(Instructions for the task)
Rewrite the data below, substituting "display review" for every instance of "rack check" and keeping everything else unchanged.

(Data section)

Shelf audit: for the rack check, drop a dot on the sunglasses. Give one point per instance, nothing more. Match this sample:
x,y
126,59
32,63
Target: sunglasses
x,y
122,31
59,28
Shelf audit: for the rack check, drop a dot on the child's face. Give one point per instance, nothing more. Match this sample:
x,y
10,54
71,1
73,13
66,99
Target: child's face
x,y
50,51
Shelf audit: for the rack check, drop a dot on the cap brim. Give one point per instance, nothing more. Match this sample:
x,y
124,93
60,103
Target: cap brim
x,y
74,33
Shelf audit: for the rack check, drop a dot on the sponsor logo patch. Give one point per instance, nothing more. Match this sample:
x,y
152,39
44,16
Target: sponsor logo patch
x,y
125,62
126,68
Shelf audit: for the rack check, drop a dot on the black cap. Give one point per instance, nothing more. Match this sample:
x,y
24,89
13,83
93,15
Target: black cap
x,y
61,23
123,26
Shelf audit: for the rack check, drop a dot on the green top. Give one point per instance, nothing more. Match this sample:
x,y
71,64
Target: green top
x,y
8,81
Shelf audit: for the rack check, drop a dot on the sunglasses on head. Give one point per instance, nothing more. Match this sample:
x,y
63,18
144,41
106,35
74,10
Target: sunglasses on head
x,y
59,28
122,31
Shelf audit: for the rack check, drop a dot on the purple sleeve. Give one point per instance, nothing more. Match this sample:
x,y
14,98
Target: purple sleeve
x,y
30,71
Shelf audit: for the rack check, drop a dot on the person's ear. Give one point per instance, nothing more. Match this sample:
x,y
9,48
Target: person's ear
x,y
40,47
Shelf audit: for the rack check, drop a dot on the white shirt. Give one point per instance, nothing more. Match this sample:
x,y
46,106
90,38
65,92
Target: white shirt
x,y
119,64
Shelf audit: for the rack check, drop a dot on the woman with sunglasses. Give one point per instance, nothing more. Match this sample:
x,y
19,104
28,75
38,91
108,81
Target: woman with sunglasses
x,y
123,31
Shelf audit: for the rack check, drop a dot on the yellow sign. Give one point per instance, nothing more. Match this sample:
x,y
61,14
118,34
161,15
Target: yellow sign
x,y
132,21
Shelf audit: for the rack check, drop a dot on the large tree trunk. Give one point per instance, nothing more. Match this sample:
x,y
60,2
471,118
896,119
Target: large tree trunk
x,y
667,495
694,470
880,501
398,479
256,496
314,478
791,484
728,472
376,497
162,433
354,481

(Answer)
Shelf audit: for the display review, drop a dot on the sunglasses. Give one point per instance, nothing more. Match this sample:
x,y
126,59
32,63
Target: sunglasses
x,y
122,31
59,28
Shelf audit: for the display review, drop a dot on the child's face. Give one point per instance, nothing more. Match this sample:
x,y
10,54
71,1
73,13
66,99
Target: child's face
x,y
50,51
Shelf audit: for the display review, drop a dot on the cap brim. Give one point per instance, nothing more. Match this sample:
x,y
124,93
60,103
Target: cap brim
x,y
74,33
Shelf audit: for the display review, drop a dot on the sponsor logo patch. Give one point per instance, nothing more. Match this sample:
x,y
152,39
44,16
Target: sponsor logo patch
x,y
125,62
126,68
Shelf audit: for the display review, drop a dot on the black cap. Give one point per instance, nothing more. Match this sample:
x,y
24,89
13,83
93,15
Target: black cap
x,y
61,23
123,26
Shelf audit: for the display review, drop a dot on the green top. Give one point per instance, nothing more. Match this sample:
x,y
71,64
Target: green top
x,y
8,81
Shelf audit: for the display review, drop a dot on the sunglasses on head. Give one point per instance, nothing more. Match this sample:
x,y
63,18
144,41
106,35
74,10
Target: sunglasses on head
x,y
59,28
122,31
Shelf audit: for the display review, drop a dot on the purple sleeve. Give one point per instance, nothing more. Match this sample:
x,y
14,98
Target: purple sleeve
x,y
30,71
Shelf audit: for the display review, drop a dot on the person's ear. Give one point per instance, nothing more. Match this sample:
x,y
9,48
Target: person's ear
x,y
40,47
Shelf audit: for the display review, drop a dot on the white shirt. Give one point per instance, nothing more. Match this sample:
x,y
46,106
90,38
65,92
Target: white shirt
x,y
119,64
Shelf audit: for the display review, drop a dot on the woman with sunglasses. Give one point per instance, nothing more. Match this sample:
x,y
19,104
28,75
38,91
108,81
Target: woman with sunglasses
x,y
123,31
Shelf audit: for the display review, drop a dot on the yellow sign. Give one point per instance, nothing more. Match this sample:
x,y
61,14
118,34
161,15
Target: yellow sign
x,y
132,21
Shelf audit: for the display review, drop a dot on the large tree trunk. Give one point per instance, nothing more. Match this sample:
x,y
60,2
471,118
896,119
Target: large tree trunk
x,y
667,495
694,470
880,501
398,479
256,496
314,478
791,484
728,472
376,497
162,433
354,481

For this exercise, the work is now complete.